• **Tasks to perform**
A) Decide whether each statement (i) to (iii) agrees with the networking excerpt. Answer yes or no for each and quote the deciding words of the excerpt exactly.
(i) Meeting a contact in person makes you more likely to be remembered.
(ii) Job seekers rarely doubt the value of networking.
(iii) The excerpt urges readers to attend association meetings and networking support groups.
B) Extend the networking excerpt with a next passage that picks up after its final sentence.

• **Document excerpt**
## begin

Is Your Networking Effective?, George Zeller (careermovesjvs.blogspot.com)
"One of the many pitfalls in networking is not meeting your network contact in person. [...] It may be quicker, but the old adage of "quality, not quantity" comes to mind. There are several advantages to meeting in person, starting with the ability to make a true human connection. Why is this so important? For one thing, you are more likely to be remembered." It's true. You can connect online or even by phone, but the in-person meeting with a hand shake and maybe an opportunity to talk over coffee will take that connection from high-tech to high-touch in no time.
Why Should Anyone Network with Me?, George Zeller (helloimlogistics.com)
"Many job seekers voice skepticism about networking. They often ask, "Why would anyone speak to me?" or, better yet, "Why would anyone take a time from his/her schedule to help me? " There are several possible answers to those questions:..." George outlines several reasons why others will want to meet you as much as you wish to meet them, so yes, get to those association meetings and networking support groups!

## end

• **Provided material**
## begin

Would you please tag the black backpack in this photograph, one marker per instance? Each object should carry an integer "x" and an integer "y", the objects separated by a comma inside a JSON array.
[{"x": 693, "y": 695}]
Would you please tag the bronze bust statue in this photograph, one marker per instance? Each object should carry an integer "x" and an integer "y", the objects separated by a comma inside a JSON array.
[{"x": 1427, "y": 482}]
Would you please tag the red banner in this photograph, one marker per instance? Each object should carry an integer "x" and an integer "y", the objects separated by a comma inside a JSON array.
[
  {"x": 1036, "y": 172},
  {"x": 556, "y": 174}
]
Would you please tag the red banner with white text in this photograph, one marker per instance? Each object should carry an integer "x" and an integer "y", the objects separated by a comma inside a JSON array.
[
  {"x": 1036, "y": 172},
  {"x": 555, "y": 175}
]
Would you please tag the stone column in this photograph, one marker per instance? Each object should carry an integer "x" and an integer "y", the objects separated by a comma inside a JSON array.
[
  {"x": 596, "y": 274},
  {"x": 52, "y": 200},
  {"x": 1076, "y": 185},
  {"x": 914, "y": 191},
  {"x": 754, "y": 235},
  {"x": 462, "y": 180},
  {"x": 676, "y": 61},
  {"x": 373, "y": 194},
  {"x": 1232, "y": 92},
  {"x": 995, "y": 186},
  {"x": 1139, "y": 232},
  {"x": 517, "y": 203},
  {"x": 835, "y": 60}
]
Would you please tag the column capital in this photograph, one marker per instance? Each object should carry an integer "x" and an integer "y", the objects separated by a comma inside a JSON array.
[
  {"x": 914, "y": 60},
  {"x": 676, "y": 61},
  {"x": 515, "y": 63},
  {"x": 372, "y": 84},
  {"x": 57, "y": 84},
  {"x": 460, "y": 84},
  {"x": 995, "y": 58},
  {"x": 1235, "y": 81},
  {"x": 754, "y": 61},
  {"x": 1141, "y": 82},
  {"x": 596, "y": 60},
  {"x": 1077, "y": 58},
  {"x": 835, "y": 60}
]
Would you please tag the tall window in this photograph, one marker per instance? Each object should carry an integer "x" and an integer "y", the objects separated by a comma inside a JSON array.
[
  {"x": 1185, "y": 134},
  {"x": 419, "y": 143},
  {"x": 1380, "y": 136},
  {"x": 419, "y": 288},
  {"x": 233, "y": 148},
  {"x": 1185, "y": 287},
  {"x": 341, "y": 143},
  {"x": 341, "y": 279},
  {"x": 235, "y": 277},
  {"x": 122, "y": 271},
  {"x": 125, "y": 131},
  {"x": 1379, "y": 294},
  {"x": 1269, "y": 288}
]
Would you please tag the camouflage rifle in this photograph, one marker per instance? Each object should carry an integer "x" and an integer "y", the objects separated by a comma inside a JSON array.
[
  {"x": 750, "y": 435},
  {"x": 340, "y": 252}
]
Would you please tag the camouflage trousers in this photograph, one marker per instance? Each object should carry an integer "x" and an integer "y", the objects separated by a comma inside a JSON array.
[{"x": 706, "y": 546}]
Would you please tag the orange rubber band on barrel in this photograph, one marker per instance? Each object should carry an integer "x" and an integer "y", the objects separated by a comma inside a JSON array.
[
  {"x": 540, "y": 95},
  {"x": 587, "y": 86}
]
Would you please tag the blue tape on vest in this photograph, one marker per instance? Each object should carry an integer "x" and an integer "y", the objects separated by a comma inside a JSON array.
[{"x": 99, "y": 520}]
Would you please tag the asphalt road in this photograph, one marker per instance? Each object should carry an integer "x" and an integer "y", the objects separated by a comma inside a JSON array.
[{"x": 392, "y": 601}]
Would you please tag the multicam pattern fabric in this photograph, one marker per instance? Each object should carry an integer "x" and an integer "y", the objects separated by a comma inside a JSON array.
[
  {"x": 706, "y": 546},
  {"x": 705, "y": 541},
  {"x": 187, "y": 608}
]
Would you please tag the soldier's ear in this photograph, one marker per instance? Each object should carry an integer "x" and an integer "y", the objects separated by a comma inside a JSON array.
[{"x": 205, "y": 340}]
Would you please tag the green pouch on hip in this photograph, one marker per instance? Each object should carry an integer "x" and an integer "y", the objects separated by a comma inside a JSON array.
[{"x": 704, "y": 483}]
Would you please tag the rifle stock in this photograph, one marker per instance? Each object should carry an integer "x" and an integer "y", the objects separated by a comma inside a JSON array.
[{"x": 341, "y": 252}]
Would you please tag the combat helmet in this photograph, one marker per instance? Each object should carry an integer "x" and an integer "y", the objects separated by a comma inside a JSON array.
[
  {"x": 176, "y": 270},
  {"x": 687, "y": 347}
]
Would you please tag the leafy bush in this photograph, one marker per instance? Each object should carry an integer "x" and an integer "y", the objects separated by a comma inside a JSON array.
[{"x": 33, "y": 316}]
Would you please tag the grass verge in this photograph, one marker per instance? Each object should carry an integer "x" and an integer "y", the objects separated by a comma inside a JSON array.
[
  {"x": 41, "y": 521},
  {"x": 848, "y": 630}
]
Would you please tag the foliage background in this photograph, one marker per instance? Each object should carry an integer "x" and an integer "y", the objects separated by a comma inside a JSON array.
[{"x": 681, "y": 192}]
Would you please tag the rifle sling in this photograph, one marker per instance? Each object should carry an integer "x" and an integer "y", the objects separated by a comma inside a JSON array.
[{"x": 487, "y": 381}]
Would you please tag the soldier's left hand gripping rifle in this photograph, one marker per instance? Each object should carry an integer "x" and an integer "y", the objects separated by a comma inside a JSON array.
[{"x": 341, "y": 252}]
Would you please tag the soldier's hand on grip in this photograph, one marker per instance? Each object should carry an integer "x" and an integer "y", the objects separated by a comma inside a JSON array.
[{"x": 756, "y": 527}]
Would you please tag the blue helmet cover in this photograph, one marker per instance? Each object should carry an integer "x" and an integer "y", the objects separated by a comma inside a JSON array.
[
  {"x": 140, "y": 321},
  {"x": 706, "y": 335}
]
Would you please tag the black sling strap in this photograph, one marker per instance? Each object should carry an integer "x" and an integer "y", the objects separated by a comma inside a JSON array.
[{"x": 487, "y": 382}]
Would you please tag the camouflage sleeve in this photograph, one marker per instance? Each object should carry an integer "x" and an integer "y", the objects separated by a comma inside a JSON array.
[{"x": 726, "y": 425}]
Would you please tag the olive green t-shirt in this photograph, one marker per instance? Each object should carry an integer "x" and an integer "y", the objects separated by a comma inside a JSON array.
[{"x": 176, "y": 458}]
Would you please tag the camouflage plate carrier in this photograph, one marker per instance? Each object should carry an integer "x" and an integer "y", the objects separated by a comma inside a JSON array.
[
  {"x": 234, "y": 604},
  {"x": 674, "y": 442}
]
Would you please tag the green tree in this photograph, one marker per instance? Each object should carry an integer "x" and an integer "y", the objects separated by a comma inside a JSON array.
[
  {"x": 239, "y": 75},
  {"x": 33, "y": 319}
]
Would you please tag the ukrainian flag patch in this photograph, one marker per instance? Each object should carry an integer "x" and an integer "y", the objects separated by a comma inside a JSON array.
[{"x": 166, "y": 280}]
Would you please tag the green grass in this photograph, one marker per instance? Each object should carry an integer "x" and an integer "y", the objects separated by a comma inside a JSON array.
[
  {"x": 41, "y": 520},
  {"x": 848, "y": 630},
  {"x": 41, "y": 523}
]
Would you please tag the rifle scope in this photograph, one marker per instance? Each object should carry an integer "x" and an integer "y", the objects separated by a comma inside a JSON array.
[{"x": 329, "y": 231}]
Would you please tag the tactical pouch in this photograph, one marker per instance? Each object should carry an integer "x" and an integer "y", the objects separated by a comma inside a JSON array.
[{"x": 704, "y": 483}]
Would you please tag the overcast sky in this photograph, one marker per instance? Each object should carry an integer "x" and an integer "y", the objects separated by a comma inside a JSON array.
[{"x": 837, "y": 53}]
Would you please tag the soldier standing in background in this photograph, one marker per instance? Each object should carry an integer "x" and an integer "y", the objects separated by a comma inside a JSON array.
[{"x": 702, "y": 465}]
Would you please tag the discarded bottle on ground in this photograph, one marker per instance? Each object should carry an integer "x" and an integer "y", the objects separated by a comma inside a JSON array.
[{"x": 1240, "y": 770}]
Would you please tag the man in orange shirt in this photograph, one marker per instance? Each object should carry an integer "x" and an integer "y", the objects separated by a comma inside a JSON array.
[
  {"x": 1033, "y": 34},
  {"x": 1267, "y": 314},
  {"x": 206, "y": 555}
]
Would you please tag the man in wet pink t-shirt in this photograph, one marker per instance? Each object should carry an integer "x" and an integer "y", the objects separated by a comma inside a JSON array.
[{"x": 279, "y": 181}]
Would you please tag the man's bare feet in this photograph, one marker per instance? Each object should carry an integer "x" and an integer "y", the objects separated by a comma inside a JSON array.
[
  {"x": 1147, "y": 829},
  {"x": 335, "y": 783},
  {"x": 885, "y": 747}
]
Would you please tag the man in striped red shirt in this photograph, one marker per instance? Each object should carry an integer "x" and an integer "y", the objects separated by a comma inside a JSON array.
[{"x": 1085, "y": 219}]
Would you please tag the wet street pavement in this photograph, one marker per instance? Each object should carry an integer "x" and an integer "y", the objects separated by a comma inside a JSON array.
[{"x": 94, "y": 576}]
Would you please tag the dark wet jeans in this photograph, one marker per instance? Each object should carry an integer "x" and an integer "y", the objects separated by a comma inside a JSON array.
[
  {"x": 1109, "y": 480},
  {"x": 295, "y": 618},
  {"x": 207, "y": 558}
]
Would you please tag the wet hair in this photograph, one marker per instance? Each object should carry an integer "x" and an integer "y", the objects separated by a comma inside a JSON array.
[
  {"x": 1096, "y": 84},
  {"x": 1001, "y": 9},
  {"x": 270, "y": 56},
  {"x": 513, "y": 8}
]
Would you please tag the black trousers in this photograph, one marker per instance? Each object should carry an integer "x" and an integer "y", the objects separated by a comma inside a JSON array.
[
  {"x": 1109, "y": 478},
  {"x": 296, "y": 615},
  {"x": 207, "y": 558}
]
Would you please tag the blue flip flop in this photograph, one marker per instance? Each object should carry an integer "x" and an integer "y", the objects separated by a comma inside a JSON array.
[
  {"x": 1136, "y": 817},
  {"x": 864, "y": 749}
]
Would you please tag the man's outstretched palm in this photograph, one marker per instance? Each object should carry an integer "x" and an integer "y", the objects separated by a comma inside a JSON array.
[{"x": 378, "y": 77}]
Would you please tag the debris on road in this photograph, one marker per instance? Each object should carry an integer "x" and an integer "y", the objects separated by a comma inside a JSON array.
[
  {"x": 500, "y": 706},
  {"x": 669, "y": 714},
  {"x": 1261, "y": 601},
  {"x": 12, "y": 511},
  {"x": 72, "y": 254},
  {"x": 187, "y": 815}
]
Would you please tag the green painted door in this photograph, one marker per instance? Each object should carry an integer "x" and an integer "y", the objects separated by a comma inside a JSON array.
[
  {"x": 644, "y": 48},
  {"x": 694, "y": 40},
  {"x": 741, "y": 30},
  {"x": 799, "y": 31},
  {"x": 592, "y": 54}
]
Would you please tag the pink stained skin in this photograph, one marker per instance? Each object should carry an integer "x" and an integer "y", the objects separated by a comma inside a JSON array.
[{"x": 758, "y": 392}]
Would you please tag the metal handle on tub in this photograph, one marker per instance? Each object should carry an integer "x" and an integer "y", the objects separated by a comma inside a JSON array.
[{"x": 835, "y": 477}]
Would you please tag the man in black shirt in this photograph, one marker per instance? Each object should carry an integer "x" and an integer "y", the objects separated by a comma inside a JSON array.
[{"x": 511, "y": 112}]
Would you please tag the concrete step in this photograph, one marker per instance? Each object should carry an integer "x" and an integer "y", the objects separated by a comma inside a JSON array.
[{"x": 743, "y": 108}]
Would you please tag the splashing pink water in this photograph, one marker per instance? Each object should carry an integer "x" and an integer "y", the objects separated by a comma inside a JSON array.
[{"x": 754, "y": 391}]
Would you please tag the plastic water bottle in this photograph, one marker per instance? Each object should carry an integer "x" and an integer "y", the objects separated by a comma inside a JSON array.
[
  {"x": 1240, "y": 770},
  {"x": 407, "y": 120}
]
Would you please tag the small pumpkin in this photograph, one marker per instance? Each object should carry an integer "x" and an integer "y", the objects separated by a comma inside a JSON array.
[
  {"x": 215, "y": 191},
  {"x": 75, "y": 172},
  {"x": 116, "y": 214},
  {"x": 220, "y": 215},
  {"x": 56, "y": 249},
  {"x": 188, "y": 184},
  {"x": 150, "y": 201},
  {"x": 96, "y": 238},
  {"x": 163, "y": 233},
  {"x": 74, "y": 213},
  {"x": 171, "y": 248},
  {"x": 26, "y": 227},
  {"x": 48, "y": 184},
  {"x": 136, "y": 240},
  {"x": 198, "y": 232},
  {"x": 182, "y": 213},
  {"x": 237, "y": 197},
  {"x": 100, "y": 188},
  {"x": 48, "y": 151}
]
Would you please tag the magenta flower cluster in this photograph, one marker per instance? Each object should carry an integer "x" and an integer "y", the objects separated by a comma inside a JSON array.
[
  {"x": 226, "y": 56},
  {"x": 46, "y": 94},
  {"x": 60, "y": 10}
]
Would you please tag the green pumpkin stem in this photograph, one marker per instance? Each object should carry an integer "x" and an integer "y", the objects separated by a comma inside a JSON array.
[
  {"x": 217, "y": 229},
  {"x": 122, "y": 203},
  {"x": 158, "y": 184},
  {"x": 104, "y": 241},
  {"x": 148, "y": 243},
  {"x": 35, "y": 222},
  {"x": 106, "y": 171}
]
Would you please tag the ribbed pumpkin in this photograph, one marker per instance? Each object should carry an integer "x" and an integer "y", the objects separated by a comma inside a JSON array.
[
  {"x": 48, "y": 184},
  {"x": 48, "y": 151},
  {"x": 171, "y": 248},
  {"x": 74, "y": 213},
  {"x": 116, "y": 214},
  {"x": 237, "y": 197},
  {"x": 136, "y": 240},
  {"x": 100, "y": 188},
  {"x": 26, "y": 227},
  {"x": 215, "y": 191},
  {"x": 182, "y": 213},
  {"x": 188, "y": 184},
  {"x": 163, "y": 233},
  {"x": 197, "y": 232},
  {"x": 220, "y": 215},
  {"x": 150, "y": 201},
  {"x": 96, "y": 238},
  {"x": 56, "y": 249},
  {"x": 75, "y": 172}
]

## end

• **Answers in order**
A)
(i) Yes: "For one thing, you are more likely to be remembered."
(ii) No: "Many job seekers voice skepticism about networking."
(iii) Yes: "so yes, get to those association meetings and networking support groups!"

B)
15 Ways to Define Networking, Brent Peterson (interviewangel.com)
What exactly is networking? It is collecting business cards, connecting via LinkedIn or Facebook, or even drinks with the perfect contact? Check this list which really defines your network. Brent's entire blog is filled with great discussions you will enjoy reading.
Stand Out in Your Job Search by Giving Clues, Judi Perkins (careerrocketeer.com)
"... job seekers are too "me" focused when the buyer, which is the hiring company, wants to know what's in it for them. [...] Failing to consider the other person's side extends to following up on resumes." Advice on how to get someone to not only remember you but to actually notice you when you call or email to follow up on a resume. Her bottom line: "Pay attention. Think your communication through from the other person's viewpoint. Don’t take it for granted that they know who you are." This also applies to LinkedIn and Facebook connection requests.
Your Relationship and Reputation Credit Score: How You Earned It and How It Affects Your Relationship Karma, David Lee (ere.net)
This is a pet peeve of mine. I don't care how many people you know, when someone calls you or emails you with a tip or pointer or someone takes the time to help you, you respond! You say "Thank you!". You do not leave them wondering if you got the file, if you called the HR VP, or if you have completely fallen off the face of the earth. David Lee talks about this, and his examples are well worth noting with regards to networking.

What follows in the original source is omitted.